- [Problem requirements]
Extract all data as written.

- [Material for the task]

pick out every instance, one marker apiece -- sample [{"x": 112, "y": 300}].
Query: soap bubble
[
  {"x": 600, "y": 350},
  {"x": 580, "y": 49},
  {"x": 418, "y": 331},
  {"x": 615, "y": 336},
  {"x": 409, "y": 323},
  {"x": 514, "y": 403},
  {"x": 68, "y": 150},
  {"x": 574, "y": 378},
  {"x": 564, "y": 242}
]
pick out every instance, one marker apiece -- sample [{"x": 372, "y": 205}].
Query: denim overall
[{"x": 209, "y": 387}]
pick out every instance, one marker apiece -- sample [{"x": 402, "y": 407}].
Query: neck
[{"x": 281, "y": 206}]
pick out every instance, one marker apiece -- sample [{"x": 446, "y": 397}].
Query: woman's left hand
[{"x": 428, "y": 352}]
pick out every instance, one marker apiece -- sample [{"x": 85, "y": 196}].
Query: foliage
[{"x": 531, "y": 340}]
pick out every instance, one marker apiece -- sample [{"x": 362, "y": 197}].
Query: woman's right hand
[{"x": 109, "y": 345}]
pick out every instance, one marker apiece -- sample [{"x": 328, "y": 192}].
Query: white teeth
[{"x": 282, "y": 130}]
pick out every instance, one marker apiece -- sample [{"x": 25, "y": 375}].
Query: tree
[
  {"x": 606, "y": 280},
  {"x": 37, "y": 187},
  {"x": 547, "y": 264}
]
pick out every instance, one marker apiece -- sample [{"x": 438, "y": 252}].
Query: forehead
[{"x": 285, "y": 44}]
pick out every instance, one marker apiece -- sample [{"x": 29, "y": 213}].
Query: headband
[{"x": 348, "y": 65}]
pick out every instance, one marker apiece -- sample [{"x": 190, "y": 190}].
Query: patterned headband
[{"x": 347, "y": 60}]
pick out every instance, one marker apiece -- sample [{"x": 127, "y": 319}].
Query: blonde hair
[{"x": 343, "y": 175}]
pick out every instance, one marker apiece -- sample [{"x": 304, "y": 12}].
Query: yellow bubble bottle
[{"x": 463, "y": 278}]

- [Expected answer]
pick out every instance, one marker apiece -- sample [{"x": 112, "y": 300}].
Query: soap bubble
[
  {"x": 600, "y": 350},
  {"x": 580, "y": 49},
  {"x": 418, "y": 331},
  {"x": 615, "y": 336},
  {"x": 409, "y": 323},
  {"x": 514, "y": 403},
  {"x": 68, "y": 150},
  {"x": 574, "y": 378},
  {"x": 564, "y": 242}
]
pick out every instance, one marker apiece -- sample [{"x": 372, "y": 205}].
Query: denim overall
[{"x": 209, "y": 387}]
pick out every instance, one marker apiece -- sample [{"x": 402, "y": 407}].
Query: neck
[{"x": 281, "y": 206}]
pick out every instance, one marker apiece -- sample [{"x": 446, "y": 397}].
Query: woman's left hand
[{"x": 428, "y": 352}]
pick out every instance, one marker apiece -- sample [{"x": 85, "y": 196}].
Query: foliage
[{"x": 531, "y": 340}]
pick out every instance, one marker apiece -- sample [{"x": 362, "y": 197}].
Query: woman's right hand
[{"x": 109, "y": 345}]
pick out every instance, one marker apiece -- sample [{"x": 328, "y": 192}].
Query: white teeth
[{"x": 282, "y": 130}]
pick out every instance, one marker apiece -- sample [{"x": 25, "y": 375}].
Query: tree
[
  {"x": 606, "y": 280},
  {"x": 37, "y": 187},
  {"x": 547, "y": 264}
]
pick out every instance, one marker apiece -- sample [{"x": 438, "y": 252}].
Query: forehead
[{"x": 285, "y": 44}]
pick out every instance, one marker apiece -- sample [{"x": 29, "y": 213}].
Query: headband
[{"x": 348, "y": 65}]
pick out every instance, one marker apiece -- sample [{"x": 190, "y": 190}].
Query: patterned headband
[{"x": 347, "y": 60}]
pick out every instance, one marker apiece -- sample [{"x": 127, "y": 319}].
Query: blonde hair
[{"x": 343, "y": 175}]
pick out every instance, one marker apiece -- sample [{"x": 304, "y": 12}].
Query: yellow bubble bottle
[{"x": 463, "y": 278}]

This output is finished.